● **Required work**
Reproduce the material below line for line, changing no character.

● **Data shown**
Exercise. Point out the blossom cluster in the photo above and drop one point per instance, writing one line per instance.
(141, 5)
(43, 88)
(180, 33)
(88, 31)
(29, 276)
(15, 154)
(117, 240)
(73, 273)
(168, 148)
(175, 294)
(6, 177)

● **Answer to this problem**
Exercise. Point out the blossom cluster in the photo above and drop one point per instance, writing one line per instance.
(141, 5)
(43, 88)
(180, 33)
(88, 31)
(29, 276)
(15, 154)
(117, 240)
(73, 273)
(168, 148)
(175, 294)
(6, 177)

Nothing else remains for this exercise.